* [Tekst ter beoordeling]
**********

1. Eiser stelt van Algerijnse nationaliteit te zijn en te zijn geboren op [geboortedatum]. Op 31 januari 2019 heeft hij een asielaanvraag ingediend.
2. Verweerder heeft de aanvraag in het bestreden besluit niet in behandeling genomen, omdat Spanje verantwoordelijk is voor de aanvraag. Uit onderzoek is Eurodac is gebleken dat eiser op 9 oktober 2018 in Oostenrijk een asielaanvraag heeft ingediend. Verweerder heeft Oostenrijk verzocht om eiser terug te nemen. De Oostenrijkse autoriteiten hebben dit verzoek afgewezen omdat Spanje verantwoordelijk is voor de behandeling van de asielaanvraag. Hierop heeft verweerder Spanje verzocht om eiser over te nemen. De autoriteiten van Spanje hebben op 5 maart 2019 laten weten op grond van artikel 13, eerste lid, van de Dublinverordening [2] verantwoordelijk te zijn voor de behandeling van het verzoek van eiser om internationale bescherming en dit verzoek te accepteren.

**********

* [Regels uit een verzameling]
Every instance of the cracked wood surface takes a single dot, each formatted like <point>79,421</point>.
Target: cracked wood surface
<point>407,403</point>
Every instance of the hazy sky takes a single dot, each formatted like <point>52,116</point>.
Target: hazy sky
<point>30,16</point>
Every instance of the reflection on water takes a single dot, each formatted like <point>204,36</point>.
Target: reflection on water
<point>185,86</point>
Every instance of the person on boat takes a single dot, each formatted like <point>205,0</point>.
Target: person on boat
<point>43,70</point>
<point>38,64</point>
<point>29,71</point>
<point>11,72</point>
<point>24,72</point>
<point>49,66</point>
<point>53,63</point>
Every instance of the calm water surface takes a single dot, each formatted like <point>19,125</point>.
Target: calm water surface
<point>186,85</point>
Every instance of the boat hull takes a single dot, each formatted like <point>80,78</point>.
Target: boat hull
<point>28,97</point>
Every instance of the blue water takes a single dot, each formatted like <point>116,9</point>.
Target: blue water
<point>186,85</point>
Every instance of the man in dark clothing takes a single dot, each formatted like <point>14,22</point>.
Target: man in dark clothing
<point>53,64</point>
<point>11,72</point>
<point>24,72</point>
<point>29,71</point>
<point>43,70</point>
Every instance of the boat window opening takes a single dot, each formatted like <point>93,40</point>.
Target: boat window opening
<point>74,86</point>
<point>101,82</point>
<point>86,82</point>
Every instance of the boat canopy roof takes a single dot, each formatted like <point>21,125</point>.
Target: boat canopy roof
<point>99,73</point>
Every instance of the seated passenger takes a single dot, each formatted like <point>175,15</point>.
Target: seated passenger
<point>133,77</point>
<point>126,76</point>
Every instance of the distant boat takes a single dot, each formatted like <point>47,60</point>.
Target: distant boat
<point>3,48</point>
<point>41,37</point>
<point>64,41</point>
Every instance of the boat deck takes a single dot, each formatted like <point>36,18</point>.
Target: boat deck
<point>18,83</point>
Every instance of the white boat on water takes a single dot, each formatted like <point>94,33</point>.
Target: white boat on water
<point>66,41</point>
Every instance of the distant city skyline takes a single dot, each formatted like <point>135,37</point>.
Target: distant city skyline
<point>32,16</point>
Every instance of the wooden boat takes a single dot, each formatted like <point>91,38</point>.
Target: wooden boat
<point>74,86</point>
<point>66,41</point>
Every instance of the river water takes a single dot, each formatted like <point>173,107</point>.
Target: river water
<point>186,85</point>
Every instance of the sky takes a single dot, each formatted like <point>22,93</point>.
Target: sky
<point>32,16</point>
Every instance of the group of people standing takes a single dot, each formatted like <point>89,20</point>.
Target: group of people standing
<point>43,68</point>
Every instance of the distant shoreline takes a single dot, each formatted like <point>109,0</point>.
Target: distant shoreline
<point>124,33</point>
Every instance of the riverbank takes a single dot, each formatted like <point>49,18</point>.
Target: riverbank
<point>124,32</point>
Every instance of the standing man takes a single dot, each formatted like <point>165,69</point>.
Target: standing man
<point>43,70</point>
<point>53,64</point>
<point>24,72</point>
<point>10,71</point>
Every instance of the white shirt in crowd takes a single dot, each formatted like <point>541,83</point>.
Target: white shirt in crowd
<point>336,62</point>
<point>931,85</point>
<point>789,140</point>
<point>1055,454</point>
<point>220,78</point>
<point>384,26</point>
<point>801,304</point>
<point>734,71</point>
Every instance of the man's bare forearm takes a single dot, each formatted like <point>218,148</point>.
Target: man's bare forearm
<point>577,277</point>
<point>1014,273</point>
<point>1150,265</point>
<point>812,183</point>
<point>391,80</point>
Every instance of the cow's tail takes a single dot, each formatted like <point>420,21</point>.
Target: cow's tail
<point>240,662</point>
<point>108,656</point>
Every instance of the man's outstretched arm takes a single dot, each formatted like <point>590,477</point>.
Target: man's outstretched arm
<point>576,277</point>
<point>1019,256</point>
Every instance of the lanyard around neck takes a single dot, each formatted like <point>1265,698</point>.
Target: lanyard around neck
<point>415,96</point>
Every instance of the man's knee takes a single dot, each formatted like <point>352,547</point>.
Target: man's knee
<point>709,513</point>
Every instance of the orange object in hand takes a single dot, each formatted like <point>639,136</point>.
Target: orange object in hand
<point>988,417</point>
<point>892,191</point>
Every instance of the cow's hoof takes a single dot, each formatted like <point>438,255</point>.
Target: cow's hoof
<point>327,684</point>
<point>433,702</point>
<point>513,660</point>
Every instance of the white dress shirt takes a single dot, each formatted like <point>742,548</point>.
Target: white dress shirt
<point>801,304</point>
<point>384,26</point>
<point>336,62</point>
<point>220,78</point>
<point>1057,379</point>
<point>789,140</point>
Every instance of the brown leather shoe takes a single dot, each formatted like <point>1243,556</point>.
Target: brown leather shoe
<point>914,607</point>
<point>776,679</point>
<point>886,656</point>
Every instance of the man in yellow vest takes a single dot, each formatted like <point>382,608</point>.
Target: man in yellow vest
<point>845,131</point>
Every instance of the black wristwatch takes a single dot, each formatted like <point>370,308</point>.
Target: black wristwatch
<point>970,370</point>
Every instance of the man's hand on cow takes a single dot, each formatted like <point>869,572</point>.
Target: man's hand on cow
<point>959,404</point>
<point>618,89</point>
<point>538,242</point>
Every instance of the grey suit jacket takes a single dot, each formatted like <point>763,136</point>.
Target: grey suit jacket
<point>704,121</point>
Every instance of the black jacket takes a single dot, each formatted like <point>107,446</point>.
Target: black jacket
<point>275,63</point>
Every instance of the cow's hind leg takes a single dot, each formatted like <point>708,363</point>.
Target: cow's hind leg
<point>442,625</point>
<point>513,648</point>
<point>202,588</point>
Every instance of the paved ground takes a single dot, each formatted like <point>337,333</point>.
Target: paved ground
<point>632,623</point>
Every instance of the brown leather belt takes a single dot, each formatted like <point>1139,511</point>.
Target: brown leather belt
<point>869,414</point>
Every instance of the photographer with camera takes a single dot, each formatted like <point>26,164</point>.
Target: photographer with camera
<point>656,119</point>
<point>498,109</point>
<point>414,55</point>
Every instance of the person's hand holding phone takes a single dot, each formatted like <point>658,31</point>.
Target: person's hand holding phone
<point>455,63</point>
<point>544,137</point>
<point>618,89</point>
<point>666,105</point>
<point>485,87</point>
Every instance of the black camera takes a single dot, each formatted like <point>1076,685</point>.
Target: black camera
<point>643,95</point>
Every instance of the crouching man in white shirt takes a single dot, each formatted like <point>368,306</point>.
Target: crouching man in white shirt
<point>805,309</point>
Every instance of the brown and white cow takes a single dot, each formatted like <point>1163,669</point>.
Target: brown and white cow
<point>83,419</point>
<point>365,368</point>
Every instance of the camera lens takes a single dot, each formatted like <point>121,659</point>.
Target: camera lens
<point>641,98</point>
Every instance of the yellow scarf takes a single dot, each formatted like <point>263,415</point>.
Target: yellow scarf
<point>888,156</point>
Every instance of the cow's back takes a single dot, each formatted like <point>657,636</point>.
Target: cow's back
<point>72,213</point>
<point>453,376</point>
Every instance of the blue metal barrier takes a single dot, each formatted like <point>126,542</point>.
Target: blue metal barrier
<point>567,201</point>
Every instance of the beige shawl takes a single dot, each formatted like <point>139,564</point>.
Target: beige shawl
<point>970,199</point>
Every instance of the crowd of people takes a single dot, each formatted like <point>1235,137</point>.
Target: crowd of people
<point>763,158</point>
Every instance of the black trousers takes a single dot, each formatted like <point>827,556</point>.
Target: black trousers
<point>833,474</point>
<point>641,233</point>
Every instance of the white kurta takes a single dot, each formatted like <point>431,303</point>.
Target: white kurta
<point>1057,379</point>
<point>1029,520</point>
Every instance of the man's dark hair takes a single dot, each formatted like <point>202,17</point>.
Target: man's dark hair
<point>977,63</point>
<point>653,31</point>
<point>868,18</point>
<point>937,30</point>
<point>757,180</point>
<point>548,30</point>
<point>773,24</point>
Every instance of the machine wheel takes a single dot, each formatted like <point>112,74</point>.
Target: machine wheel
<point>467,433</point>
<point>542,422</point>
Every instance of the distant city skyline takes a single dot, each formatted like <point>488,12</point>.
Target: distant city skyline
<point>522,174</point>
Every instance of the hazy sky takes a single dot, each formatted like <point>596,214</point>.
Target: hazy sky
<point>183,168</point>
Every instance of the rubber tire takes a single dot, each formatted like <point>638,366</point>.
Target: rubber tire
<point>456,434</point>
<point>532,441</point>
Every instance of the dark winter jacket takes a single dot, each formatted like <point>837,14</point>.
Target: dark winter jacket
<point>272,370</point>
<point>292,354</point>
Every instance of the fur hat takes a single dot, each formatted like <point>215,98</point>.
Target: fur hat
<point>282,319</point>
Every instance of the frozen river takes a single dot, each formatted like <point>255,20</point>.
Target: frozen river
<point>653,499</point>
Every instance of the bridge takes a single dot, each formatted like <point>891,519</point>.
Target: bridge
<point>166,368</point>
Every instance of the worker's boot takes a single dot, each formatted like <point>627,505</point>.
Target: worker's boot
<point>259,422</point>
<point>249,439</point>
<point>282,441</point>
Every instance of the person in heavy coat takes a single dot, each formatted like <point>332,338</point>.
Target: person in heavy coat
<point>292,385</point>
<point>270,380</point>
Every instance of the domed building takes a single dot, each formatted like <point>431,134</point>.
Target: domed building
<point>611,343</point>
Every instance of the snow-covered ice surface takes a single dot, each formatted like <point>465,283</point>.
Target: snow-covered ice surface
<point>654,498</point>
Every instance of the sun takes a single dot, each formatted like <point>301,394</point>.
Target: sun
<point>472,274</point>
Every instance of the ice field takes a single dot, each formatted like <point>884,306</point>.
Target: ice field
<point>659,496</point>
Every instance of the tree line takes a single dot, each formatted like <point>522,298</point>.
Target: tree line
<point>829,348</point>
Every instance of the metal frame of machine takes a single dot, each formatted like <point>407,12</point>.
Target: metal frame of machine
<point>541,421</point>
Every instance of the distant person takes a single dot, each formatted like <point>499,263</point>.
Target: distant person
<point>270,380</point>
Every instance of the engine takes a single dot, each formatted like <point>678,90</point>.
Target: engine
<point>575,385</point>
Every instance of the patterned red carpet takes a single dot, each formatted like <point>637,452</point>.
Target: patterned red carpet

**********

* [Wat te doen]
Op welke datum lieten de Spaanse autoriteiten volgens de tekst over de asielaanvraag weten dat zij verantwoordelijk zijn voor het verzoek van eiser? De regels zijn hier niet nodig.

* [Antwoord oefening]
Op 5 maart 2019.